> Exercise brief: Return, word for word, the lines of the records below from the one containing "Crop-scouting request: mark the blue pants" up to and including the last line of the records.
* * * * * * * * *
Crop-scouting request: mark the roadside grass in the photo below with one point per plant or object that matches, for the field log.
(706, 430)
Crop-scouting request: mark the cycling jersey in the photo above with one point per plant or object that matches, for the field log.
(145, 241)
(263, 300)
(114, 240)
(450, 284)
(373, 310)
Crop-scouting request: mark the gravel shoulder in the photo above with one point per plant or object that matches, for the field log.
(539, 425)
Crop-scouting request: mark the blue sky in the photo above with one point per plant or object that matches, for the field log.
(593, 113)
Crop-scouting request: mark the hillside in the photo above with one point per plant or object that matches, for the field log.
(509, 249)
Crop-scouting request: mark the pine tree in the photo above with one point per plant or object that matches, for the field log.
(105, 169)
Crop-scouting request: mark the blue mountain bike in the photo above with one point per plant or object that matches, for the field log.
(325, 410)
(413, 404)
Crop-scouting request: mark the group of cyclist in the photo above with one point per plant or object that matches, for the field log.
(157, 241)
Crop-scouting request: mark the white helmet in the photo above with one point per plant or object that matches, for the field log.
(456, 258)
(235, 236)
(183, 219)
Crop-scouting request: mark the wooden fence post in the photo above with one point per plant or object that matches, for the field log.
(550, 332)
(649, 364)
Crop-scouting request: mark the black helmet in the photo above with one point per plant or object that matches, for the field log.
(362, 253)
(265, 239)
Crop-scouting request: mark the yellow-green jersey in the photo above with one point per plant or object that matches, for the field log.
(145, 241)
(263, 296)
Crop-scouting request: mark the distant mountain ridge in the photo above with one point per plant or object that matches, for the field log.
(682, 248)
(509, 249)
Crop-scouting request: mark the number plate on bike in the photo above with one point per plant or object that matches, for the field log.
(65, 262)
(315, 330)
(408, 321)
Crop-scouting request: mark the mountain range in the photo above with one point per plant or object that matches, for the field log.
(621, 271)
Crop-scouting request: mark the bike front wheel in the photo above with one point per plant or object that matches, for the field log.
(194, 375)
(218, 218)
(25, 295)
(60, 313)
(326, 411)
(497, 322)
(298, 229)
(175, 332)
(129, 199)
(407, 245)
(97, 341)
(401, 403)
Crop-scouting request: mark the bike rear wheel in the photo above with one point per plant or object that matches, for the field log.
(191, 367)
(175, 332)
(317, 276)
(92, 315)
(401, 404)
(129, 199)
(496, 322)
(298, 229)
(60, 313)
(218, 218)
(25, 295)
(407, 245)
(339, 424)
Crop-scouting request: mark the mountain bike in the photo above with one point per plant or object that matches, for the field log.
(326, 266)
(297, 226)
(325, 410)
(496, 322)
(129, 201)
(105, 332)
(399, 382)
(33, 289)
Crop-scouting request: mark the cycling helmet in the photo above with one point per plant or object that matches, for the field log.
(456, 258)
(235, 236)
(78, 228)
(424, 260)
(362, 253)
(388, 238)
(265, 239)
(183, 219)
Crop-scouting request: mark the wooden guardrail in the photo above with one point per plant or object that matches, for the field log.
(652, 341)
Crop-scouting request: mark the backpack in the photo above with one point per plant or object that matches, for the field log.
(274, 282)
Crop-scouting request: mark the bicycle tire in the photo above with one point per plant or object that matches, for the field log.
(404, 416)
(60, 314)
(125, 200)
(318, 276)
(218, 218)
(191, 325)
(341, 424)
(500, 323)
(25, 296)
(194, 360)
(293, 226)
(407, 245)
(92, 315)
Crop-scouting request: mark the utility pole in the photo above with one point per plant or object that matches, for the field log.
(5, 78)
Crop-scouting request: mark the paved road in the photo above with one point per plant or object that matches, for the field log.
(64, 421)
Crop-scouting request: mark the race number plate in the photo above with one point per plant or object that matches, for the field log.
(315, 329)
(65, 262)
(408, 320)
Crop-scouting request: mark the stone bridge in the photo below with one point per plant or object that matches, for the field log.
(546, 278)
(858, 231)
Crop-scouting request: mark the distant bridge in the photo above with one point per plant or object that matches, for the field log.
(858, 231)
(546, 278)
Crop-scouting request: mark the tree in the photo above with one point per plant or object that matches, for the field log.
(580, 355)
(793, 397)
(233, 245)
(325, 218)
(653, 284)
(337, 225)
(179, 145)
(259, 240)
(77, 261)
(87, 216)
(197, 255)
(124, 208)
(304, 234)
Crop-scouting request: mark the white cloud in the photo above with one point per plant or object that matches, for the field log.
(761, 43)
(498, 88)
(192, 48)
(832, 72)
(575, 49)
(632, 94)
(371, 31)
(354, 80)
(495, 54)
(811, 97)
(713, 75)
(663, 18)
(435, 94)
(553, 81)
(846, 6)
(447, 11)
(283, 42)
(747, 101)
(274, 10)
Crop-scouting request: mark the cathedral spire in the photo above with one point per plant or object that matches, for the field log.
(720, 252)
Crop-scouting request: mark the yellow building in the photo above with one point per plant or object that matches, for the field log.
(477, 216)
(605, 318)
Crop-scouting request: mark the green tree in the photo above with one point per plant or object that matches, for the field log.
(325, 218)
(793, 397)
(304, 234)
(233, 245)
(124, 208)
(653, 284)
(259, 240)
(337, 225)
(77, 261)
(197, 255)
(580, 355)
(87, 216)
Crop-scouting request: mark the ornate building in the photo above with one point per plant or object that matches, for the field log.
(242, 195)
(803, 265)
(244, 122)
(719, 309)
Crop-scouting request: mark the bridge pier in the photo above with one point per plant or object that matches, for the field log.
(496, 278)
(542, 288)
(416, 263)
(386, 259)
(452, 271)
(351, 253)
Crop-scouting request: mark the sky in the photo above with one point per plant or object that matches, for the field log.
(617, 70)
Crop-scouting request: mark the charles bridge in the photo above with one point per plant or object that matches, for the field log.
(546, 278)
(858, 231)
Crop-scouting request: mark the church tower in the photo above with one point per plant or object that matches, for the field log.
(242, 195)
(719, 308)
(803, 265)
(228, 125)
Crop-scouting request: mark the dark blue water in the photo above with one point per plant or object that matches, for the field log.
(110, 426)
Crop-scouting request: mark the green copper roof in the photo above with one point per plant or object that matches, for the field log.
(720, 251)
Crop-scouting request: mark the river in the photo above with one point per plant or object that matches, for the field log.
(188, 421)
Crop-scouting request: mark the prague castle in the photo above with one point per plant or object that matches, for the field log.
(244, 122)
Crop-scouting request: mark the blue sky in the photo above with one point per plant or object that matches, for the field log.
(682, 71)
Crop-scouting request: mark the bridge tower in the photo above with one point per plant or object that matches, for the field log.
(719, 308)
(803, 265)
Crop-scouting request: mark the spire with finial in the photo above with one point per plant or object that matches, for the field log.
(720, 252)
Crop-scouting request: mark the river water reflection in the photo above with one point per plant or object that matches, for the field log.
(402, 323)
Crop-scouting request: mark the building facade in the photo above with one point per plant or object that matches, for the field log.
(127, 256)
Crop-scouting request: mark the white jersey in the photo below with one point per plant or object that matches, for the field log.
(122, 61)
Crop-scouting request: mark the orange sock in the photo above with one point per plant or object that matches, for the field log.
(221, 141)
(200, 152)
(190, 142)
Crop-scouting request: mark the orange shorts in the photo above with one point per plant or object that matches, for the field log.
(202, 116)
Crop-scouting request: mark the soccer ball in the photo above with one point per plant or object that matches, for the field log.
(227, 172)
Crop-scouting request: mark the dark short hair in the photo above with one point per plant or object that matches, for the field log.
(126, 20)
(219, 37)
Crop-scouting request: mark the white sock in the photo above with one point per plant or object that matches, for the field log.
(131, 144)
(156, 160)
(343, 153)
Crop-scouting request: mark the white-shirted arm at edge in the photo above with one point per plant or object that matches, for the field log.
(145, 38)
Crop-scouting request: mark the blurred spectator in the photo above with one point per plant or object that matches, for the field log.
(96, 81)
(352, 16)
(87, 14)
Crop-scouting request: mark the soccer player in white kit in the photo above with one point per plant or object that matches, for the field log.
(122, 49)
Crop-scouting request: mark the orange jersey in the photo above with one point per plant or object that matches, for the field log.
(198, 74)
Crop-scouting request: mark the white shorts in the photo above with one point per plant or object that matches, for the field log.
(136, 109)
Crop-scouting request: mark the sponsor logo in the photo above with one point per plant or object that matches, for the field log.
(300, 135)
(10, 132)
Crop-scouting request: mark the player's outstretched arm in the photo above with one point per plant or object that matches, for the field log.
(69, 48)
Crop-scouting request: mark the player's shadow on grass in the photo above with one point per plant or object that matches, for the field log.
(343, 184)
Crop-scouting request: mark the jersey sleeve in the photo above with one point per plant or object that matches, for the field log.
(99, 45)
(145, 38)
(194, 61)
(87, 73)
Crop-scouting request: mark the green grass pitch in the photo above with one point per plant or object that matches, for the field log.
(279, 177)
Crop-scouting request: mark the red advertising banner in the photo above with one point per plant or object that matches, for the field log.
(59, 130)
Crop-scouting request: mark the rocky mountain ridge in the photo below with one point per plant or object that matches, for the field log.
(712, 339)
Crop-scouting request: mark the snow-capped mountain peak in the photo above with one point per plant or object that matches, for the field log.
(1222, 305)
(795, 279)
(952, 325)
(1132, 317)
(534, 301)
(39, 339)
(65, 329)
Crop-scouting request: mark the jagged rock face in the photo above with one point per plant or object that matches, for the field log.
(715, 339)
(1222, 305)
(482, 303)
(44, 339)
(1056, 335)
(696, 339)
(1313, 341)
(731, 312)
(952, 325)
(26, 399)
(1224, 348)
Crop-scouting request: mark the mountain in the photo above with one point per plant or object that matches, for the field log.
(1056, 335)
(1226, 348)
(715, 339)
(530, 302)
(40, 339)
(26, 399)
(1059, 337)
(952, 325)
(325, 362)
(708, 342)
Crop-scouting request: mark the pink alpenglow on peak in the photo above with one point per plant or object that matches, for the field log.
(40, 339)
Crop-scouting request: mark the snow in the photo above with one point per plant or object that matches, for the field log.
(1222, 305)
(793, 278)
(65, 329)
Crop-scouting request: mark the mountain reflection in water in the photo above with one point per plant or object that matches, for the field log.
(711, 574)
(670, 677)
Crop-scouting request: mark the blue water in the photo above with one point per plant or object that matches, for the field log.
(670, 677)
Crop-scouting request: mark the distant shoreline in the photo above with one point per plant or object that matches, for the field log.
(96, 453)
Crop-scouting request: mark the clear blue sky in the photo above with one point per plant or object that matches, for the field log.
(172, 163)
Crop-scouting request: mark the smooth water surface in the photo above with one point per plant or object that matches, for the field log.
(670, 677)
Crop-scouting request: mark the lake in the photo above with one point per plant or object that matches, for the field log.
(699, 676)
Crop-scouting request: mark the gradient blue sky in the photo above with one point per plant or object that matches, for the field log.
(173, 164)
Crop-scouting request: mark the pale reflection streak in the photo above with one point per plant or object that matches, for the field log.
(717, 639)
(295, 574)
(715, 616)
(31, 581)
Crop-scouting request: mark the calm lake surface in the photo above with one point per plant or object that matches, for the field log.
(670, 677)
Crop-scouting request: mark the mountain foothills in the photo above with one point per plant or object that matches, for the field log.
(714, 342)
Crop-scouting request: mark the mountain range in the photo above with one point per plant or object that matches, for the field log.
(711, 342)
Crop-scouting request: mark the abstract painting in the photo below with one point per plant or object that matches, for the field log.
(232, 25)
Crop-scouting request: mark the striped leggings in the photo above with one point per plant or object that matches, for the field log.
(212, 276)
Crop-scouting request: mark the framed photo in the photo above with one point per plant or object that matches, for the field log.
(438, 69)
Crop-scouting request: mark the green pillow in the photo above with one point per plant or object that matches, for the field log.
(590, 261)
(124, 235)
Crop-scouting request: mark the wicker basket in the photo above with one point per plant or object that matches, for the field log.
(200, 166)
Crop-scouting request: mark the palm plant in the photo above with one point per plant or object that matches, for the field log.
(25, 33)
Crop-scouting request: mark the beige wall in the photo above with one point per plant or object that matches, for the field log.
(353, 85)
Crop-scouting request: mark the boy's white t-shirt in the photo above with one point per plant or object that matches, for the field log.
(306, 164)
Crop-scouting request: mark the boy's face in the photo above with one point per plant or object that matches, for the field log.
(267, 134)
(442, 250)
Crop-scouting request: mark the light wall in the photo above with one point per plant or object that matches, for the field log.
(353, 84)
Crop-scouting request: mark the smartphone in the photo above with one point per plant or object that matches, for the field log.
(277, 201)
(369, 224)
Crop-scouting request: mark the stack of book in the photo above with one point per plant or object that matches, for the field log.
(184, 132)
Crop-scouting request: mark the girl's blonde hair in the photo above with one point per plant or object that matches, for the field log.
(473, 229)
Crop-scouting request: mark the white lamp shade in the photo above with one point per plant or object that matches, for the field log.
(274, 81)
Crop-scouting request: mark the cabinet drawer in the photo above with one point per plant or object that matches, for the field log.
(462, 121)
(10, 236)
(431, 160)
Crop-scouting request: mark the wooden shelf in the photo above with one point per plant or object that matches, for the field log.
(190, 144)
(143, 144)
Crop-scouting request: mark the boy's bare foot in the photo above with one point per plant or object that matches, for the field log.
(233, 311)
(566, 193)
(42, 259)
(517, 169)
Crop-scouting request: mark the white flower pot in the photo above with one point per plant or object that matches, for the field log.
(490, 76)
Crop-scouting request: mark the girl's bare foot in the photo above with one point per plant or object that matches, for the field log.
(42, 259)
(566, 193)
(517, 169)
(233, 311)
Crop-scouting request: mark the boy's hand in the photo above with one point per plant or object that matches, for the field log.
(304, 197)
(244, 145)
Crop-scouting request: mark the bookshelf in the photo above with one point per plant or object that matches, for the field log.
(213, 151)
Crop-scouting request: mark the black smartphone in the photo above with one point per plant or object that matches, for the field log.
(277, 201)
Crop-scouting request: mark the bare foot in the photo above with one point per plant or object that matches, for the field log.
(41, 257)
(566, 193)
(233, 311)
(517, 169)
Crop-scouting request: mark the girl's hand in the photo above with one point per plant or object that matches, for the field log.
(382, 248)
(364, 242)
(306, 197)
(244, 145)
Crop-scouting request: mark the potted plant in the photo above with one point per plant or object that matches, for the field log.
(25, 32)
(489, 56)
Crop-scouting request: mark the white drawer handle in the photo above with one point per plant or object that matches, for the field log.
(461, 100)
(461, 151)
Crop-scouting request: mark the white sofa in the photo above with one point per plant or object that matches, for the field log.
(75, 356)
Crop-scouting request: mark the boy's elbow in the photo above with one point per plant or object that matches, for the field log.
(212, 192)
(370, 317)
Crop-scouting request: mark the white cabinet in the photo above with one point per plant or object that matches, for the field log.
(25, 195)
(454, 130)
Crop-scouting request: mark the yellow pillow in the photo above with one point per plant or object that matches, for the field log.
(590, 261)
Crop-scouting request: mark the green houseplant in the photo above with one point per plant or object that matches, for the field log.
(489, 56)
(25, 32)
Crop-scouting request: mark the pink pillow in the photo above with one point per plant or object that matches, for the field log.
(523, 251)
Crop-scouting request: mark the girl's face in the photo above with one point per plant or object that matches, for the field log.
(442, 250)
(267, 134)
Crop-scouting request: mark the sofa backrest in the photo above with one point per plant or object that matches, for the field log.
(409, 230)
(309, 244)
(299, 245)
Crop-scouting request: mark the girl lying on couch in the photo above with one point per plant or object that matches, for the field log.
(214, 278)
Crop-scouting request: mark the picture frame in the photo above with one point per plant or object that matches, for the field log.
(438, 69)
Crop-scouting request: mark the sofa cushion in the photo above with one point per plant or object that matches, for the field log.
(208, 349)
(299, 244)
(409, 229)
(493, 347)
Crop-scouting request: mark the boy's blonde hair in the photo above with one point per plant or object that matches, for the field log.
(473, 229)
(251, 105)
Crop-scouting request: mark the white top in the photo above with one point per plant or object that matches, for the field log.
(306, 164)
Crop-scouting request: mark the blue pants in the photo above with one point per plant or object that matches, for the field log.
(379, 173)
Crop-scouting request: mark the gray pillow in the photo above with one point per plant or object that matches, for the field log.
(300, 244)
* * * * * * * * *
> Exercise output:
Crop-scouting request: mark the blue pants in the photo above with one point per plant or object that matches, for the field log.
(379, 173)
Crop-scouting request: mark the gray pillow in the photo above with one point per plant or object that matches, for the field log.
(300, 244)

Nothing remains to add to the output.